Region pointing data:
= Beginning of Section =

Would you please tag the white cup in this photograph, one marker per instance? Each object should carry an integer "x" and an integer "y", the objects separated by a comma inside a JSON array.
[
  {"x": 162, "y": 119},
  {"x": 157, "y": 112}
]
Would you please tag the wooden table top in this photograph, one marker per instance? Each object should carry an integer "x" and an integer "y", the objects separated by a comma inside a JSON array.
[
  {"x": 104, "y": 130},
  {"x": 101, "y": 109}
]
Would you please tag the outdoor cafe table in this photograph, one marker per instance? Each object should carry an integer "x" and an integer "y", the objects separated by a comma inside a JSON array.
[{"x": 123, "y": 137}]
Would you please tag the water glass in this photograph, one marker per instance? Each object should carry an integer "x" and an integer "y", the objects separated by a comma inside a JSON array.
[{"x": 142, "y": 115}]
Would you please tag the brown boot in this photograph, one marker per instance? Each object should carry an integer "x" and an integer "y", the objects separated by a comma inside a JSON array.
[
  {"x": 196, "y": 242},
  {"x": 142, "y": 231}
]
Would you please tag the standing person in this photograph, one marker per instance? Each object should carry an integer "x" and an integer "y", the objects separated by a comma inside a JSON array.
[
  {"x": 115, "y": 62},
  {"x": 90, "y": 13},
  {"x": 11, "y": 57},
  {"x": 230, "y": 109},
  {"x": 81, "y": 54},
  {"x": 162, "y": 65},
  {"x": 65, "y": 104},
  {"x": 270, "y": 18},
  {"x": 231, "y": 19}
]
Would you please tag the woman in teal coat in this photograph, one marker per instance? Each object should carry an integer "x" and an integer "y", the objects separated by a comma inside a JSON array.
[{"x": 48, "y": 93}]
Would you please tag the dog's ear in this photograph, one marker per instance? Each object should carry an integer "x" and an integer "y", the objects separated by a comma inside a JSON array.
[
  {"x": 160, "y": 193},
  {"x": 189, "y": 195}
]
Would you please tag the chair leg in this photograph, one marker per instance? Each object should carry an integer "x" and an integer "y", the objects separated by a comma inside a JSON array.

= End of Section =

(PROMPT):
Write the data out again in full and exactly.

(SOLVED EXERCISE):
Would you please tag the white cup in this photograph, one marker per instance? Each object should carry an integer "x" and an integer "y", the objects separated by a comma inside a JSON array.
[
  {"x": 162, "y": 119},
  {"x": 157, "y": 112}
]
Would you please tag the wooden table top in this photograph, one marker per instance? Each object should carry an integer "x" and an integer "y", the objects separated by a comma inside a JSON array.
[
  {"x": 104, "y": 130},
  {"x": 101, "y": 109}
]
Would you please tag the outdoor cafe table in this photograph, one marker per instance? Each object should carry an integer "x" and an integer "y", the objects separated by a comma inside a JSON array.
[{"x": 123, "y": 137}]
Would you please tag the water glass in this photograph, one marker per instance? Each object should carry an integer "x" and an integer "y", the objects separated by a comma inside a JSON array.
[{"x": 142, "y": 115}]
Would you please tag the brown boot in this photograph, one marker per instance? Each object should carry an integer "x" and an integer "y", the objects separated by a comma inside a JSON array.
[
  {"x": 196, "y": 242},
  {"x": 142, "y": 231}
]
Would you please tag the standing person in this photograph, one marker per instance? Each object should carry an integer "x" and an integer "y", the objects separated by a comma inside a JSON array.
[
  {"x": 115, "y": 62},
  {"x": 90, "y": 13},
  {"x": 11, "y": 57},
  {"x": 230, "y": 109},
  {"x": 81, "y": 54},
  {"x": 162, "y": 65},
  {"x": 65, "y": 104},
  {"x": 270, "y": 18},
  {"x": 231, "y": 19}
]
Would you please tag the woman in teal coat in this photograph, one marker per instance? Each object should carry an integer "x" and an integer "y", the objects separated by a comma inside a JSON array.
[{"x": 48, "y": 93}]
Would you please tag the dog's ear in this photograph, one marker per instance? Each object should carry an integer "x" and an integer "y", the objects separated by a comma inside a JSON array.
[
  {"x": 160, "y": 193},
  {"x": 189, "y": 195}
]
Would you please tag the chair leg in this photograph, one marker per instance? Each object should carry an integer "x" and an integer "y", the objects separated by a comma inside a JSON array.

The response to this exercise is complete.